[EXERCISE AIM]
Look at the entries below and reproduce them exactly.

[Location labeling records]
## Begin

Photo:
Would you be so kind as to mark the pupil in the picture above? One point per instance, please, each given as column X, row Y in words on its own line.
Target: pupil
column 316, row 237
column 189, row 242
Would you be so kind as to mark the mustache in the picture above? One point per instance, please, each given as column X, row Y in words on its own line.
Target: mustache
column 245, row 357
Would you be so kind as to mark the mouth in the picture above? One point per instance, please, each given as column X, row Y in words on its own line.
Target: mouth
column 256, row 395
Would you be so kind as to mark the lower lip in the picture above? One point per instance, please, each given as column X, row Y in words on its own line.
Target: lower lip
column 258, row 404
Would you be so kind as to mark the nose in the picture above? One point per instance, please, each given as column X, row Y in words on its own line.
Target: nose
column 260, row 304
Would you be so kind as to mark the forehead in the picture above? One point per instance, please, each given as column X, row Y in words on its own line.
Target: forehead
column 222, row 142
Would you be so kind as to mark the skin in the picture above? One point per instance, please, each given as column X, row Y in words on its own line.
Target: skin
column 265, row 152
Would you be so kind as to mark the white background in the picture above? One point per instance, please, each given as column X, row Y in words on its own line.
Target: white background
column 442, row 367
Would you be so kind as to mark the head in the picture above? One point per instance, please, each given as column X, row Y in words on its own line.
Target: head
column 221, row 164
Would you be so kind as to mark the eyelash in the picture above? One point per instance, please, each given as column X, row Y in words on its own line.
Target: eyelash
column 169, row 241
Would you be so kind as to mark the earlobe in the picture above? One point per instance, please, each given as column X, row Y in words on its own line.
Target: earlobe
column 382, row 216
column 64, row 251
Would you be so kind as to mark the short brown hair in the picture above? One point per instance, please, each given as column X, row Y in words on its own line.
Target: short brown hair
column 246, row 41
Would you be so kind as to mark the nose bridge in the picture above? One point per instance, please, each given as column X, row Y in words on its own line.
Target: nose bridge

## End

[SOLUTION FOR THIS EXERCISE]
Photo:
Would you be so kind as to mark the pupil in the picture above? One point per instance, please, each given as column X, row Y in words on its own line.
Target: pupil
column 316, row 237
column 189, row 242
Would you be so kind as to mark the mustache in the picture above? One point per instance, please, each given as column X, row Y in words on its own line.
Target: mustache
column 245, row 357
Would you be so kind as to mark the mouth in the picture above? One point per instance, please, each given as column X, row Y in words on its own line.
Target: mouth
column 256, row 395
Would you be so kind as to mark the lower lip in the picture above? One point per instance, please, each given as column X, row Y in words on its own line.
Target: lower lip
column 258, row 404
Would you be so kind as to mark the nose in the picture above? One point per instance, please, each given as column X, row Y in words on its own line.
Target: nose
column 260, row 304
Would you be so kind as to mark the forehead in the picture above? One point per instance, please, each given as column X, row Y in words on its own line.
Target: forehead
column 222, row 142
Would you be so kind as to mark the skin in the picture above? One point per instance, please, each given as column X, row Y in words on its own line.
Target: skin
column 265, row 152
Would you be so kind as to mark the white background in the picture above? One point per instance, please, each given as column X, row Y in words on its own line.
Target: white background
column 442, row 367
Would you be so kind as to mark the head in the picture above? One point per instance, please, each given as column X, row Y in words on its own line.
Target: head
column 221, row 164
Would you be so kind as to mark the eyelash in the picture above? One point per instance, please, each given as column X, row Y in words on its own line.
Target: eyelash
column 169, row 241
Would you be so kind as to mark the earlobe in the picture above? One point per instance, please, each given as column X, row Y in words on its own line.
Target: earlobe
column 382, row 216
column 64, row 251
Would you be so kind as to mark the short brown hair in the picture above? One point per instance, please, each given as column X, row Y in words on its own line.
Target: short brown hair
column 246, row 41
Would you be so kind as to mark the nose bridge in the picture above? One point per instance, please, each given as column X, row Y in words on its own line.
Target: nose bridge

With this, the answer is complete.